* START EXCERPTED RECORDS *
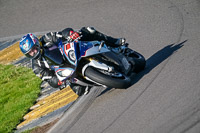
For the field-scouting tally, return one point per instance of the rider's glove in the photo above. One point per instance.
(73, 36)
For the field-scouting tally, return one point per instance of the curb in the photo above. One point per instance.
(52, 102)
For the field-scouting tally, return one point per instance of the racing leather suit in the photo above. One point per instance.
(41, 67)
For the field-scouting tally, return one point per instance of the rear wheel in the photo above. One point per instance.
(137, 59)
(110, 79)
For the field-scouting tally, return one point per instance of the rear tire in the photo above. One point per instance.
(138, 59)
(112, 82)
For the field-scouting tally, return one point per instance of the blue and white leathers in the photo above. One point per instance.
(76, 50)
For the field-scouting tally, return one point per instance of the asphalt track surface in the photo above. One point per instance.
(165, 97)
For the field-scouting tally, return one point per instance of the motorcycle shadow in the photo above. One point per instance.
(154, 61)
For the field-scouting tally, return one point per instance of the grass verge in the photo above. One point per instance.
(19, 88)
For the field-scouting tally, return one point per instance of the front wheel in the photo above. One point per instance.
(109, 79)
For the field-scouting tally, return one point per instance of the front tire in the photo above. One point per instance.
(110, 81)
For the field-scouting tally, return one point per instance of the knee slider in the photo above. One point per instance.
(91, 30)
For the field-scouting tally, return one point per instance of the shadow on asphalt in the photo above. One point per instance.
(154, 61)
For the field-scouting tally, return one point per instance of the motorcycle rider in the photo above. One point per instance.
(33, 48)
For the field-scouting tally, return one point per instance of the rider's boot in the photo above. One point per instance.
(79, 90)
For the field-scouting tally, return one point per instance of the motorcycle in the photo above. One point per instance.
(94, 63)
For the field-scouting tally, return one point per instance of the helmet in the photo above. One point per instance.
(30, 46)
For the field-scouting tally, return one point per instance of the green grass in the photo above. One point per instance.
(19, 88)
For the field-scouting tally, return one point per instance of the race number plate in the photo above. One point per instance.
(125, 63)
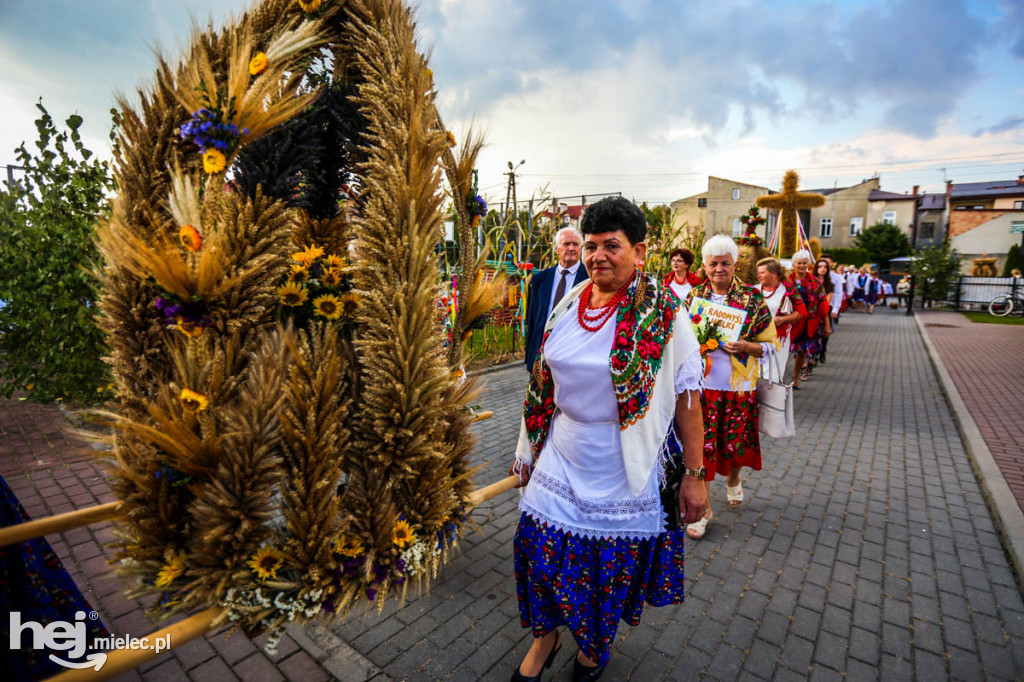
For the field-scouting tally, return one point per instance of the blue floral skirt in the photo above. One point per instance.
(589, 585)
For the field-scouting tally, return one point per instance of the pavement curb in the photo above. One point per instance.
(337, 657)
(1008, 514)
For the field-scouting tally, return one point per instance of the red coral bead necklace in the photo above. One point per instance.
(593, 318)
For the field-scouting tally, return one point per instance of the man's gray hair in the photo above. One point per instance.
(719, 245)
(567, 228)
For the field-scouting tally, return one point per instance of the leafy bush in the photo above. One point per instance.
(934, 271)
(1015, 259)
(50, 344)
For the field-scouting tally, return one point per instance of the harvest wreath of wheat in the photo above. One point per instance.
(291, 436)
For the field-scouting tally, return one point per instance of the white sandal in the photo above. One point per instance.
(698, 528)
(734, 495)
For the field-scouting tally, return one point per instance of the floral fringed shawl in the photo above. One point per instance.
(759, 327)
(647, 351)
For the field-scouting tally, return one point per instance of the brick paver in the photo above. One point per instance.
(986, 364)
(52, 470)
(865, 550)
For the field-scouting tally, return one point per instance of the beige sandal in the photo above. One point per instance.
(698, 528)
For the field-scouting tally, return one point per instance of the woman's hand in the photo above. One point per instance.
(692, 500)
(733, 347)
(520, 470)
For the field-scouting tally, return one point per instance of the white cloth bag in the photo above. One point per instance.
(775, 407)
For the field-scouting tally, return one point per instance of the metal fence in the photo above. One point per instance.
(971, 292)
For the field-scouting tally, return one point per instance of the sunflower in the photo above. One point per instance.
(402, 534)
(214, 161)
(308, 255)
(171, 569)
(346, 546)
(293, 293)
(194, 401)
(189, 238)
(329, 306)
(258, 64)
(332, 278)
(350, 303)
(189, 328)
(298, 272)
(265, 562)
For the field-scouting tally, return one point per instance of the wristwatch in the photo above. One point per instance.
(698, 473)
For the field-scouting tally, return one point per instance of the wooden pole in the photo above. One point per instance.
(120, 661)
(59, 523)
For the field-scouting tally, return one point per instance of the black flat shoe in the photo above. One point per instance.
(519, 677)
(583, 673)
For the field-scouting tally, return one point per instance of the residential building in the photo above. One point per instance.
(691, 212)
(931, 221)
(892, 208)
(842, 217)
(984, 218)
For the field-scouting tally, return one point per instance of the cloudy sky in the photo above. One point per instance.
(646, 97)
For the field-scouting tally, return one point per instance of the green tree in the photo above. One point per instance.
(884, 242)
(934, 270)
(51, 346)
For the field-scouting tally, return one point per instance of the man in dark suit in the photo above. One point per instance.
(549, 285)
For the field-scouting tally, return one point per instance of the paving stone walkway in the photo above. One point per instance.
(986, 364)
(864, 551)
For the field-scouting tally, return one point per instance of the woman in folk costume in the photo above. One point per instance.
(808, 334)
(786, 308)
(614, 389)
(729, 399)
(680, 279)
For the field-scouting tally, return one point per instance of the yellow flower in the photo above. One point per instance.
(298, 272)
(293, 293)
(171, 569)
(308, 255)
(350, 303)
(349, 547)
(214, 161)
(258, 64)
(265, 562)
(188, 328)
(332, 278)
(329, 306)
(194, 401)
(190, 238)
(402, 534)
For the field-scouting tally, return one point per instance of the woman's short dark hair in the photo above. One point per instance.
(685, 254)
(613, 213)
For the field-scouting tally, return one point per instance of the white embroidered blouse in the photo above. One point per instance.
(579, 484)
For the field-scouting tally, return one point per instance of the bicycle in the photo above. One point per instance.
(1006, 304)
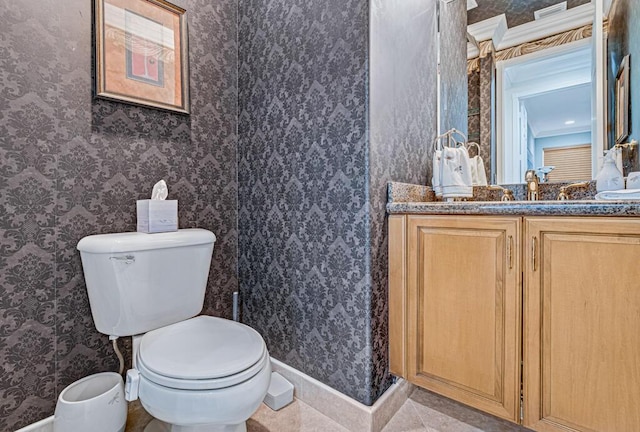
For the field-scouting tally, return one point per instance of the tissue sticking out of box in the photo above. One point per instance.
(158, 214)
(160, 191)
* END EXCERPTED RECORDS *
Can you recast the items above as a two-column CSV with the headers "prompt" and "points", one row per item, quoting each field and replacing line breaks with spaces? Leave the pictures out.

[OUTPUT]
prompt,points
"For the field-scouting tally, return one point per instance of the rider's glove in the photo above. One point per instance.","(73, 36)"
"For the field-scouting tally, return one point per instance of the curb in the photo above. One point per instance.","(52, 102)"
"For the field-scouting tally, return one point per instance of the racing leather suit in the photo above. One point per instance.","(41, 67)"
"For the field-scouting tally, return one point per instance of the rear wheel in the photo above. One point per instance.","(137, 59) (110, 79)"
"For the field-scouting tally, return one point per instance of the rear tire in the photo above. One point per instance.","(138, 59) (112, 82)"
"For the field-scouting tally, return one point per instance of the blue and white leathers in the photo above. One point per instance.","(76, 50)"
"For the field-scouting tally, return one point per instance of the asphalt track surface in the photo above. One point per instance.","(165, 97)"
"For the field-scouting tally, return one point per instance of the motorcycle shadow in the photo above. One point per instance.","(154, 61)"
"For the field-scouting tally, return one point per instance of the grass verge in the photo above. One point per instance.","(19, 88)"
"For the field-scouting tally, return one point per instance of the front wheel in the photo above. One point per instance.","(109, 79)"
"For the field-scouting tally, return one point per instance of the front tire in the photo above. One point per instance.","(110, 81)"
"For the field-scouting tally, return one point per instance of the knee slider in the photo above. One point per instance.","(91, 30)"
"For the field-scouting tally, return one point per instance of the shadow on asphalt in the photo above. One point per instance.","(154, 61)"
"For the field-scouting tally, return one point per instance of the motorcycle rider in the photo above. One point per instance.","(33, 48)"
"For the field-scouting tally, return one point per instance of the rider's boot in the photo above. One point per instance.","(79, 90)"
"For the field-scouting tally, return one point per instance of the motorcycle in the photo above. One point per instance.","(94, 63)"
"For the field-scouting tally, return one point per instance of the helmet in the photo above. One point per instance.","(30, 46)"
"For the field-scouting tally, return one point per instance of the green grass in the photo above. One point per instance.","(19, 88)"
"For the field-scouting tally, return one point per instance of the race number plate in the photo above. One point per instance.","(125, 63)"
"For the field-scouting tally, return one point per instance of the blue floral skirt in the photo above. One point per instance.","(589, 585)"
"For the field-scouting tally, return one point per instance of the pavement curb in the photo above. One point per instance.","(337, 657) (1008, 514)"
"For the field-scouting tally, return one point per instance of the red coral bead necklace in the photo above. One point per instance.","(593, 318)"
"For the field-scouting tally, return one point per instance of the man's gray hair in the photo above. One point per instance.","(719, 245) (567, 228)"
"For the field-scouting tally, return one point per instance of the leafy bush in the photo above. One point per instance.","(934, 271) (1015, 259) (50, 344)"
"For the field-scouting tally, return one point per instance of the harvest wreath of wheat in the photo above. One point per instance.","(291, 436)"
"For the field-scouting tally, return one point per instance of the white sandal in the photo above. One point per instance.","(698, 528) (734, 495)"
"For the field-scouting tally, return one point per instance of the floral fringed shawl in the photo above. One point per instance.","(759, 327) (647, 351)"
"For the field-scouting tally, return one point per instance of the brick paver in the photo above. One point per instance.","(986, 364) (52, 470) (865, 550)"
"For the field-scouting tally, return one point per instance of the beige sandal in the photo above. One point per instance.","(698, 528)"
"For the field-scouting tally, return one point per instance of the woman's hand in the photo above. One point per instance.","(692, 500) (733, 347) (520, 470)"
"For the field-scouting tally, return one point per instance of the white cloth bag in the photo above. One point per instance.","(775, 407)"
"For the field-scouting tally, return one point per instance of the metal fence in the photo above. One point per instance.","(971, 292)"
"For the field-scouting tally, return one point per instance of the sunflower in the photo above. One point per instance.","(402, 534) (214, 161) (308, 255) (171, 569) (346, 546) (293, 293) (194, 401) (189, 238) (329, 306) (258, 64) (332, 278) (350, 303) (189, 328) (298, 272) (265, 562)"
"For the field-scouting tally, return one point per instance of the wristwatch in the photo above. One point per instance.","(698, 473)"
"For the field-scouting tally, return one point per instance of the wooden pole in the photo above. One point per instance.","(120, 661) (59, 523)"
"For the field-scouting tally, return one point per instance of the black flat shoe in the photo above. One point per instance.","(519, 677) (583, 673)"
"For the field-scouting tally, return one point per instance of the residential building in the photo above. One point per instance.","(691, 212) (931, 221) (892, 208) (842, 217) (984, 218)"
"For the field-scouting tally, return one point per instance of the cloudy sky in the photo above. One point per instance.","(646, 97)"
"For the field-scouting tally, return one point per instance of the green tree in the photo above. One point per instance.","(884, 242) (934, 270) (51, 346)"
"For the field-scouting tally, return one point per instance of the man in dark suit in the photo above. One point per instance.","(549, 285)"
"For the field-scouting tally, return one point per instance of the paving stone walkway in the photo above. One point per instance.","(986, 364) (864, 551)"
"For the field-scouting tally, return one point per instance of the woman in folk costume in the photo above. One point per instance.","(808, 334) (786, 308) (614, 389) (729, 399) (680, 279)"
"For the field-scouting tally, return one point per instance of the yellow flower in the photo above. One point per instance.","(298, 272) (293, 293) (171, 569) (308, 255) (350, 303) (349, 547) (214, 161) (258, 64) (265, 562) (188, 328) (332, 278) (329, 306) (194, 401) (190, 238) (402, 534)"
"For the field-scouting tally, return one point per instance of the woman's short dark hair in the photo above. One point per instance.","(685, 254) (613, 213)"
"For the field-scouting tally, return one point per instance of the white embroidered blouse in the photo above. One point per instance.","(579, 484)"
"For the field-scouting tally, return one point per instance of the bicycle in the photo above. One point per instance.","(1006, 304)"
"For the field-scouting tally, return one point per instance of the tissue sticking out of box in the photo above. One point per instance.","(158, 214) (160, 191)"